On the flip side, eating large meals at night or constantly shifting your meal schedule can create misalignment between your internal clocks, making symptoms worse. The practical rule: eat your first meal of the day when locals eat breakfast, make it your biggest meal, and avoid heavy eating late at night in the new time zone.
Using Caffeine Without Sabotaging Sleep
Caffeine is a natural go-to for fighting daytime drowsiness after a long flight, and research supports its effectiveness for that specific purpose. A study on eastward transmeridian travelers found that slow-release caffeine taken in the morning reduced daytime sleepiness during the first several days after arrival. The tradeoff: it also tended to reduce sleep quality until subjects stopped taking it.
That tradeoff is the whole game with caffeine and jet lag. Used in the morning, it bridges the gap while your clock catches up. Used too late in the day, it undermines the nighttime sleep you need to actually reset. A reasonable cutoff is at least 8 hours before your target bedtime. If you’re aiming to sleep at 10 p.m. local time, your last coffee should be no later than 2 p.m. For the first few days in a new time zone, think of caffeine as a morning-only tool.

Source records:

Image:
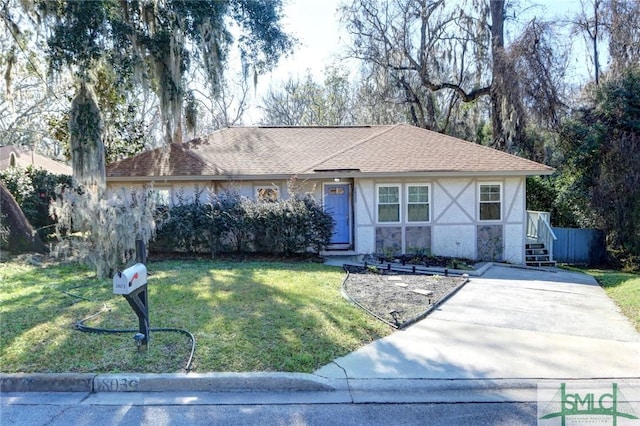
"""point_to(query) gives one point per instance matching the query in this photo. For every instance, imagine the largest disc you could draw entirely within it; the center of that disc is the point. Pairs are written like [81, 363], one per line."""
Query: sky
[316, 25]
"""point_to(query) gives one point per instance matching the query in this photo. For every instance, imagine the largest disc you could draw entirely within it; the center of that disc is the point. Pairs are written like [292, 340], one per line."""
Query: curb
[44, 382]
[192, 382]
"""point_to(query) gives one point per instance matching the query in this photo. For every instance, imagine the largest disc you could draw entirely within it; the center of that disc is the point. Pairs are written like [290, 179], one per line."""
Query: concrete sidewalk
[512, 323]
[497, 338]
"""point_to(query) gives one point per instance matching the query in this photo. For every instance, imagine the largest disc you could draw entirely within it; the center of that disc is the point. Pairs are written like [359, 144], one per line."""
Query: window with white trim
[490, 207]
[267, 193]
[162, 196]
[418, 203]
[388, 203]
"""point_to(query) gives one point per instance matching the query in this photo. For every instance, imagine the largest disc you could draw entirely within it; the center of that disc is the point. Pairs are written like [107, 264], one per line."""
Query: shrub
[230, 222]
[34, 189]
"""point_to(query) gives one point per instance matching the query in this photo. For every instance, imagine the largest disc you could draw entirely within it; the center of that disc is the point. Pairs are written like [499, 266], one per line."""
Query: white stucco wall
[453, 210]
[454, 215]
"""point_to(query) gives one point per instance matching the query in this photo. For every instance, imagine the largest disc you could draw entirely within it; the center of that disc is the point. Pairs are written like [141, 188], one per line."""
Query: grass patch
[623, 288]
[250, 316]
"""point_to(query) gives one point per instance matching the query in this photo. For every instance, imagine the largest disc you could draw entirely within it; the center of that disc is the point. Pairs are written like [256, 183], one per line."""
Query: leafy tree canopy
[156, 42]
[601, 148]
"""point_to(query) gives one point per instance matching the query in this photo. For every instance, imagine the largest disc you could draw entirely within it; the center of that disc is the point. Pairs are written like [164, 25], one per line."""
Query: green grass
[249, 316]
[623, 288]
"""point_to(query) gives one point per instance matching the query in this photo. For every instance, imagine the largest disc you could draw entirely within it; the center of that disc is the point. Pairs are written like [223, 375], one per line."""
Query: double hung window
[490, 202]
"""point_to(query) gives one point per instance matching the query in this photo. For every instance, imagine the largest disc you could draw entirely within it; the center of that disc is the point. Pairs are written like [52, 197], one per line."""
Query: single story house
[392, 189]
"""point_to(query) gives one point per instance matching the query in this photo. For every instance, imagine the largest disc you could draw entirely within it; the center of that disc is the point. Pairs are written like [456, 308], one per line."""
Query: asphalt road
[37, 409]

Problem to solve: Quote word for word the part of the jet lag text between "That tradeoff is" and "a morning-only tool.", inclusive.

Response:
That tradeoff is the whole game with caffeine and jet lag. Used in the morning, it bridges the gap while your clock catches up. Used too late in the day, it undermines the nighttime sleep you need to actually reset. A reasonable cutoff is at least 8 hours before your target bedtime. If you’re aiming to sleep at 10 p.m. local time, your last coffee should be no later than 2 p.m. For the first few days in a new time zone, think of caffeine as a morning-only tool.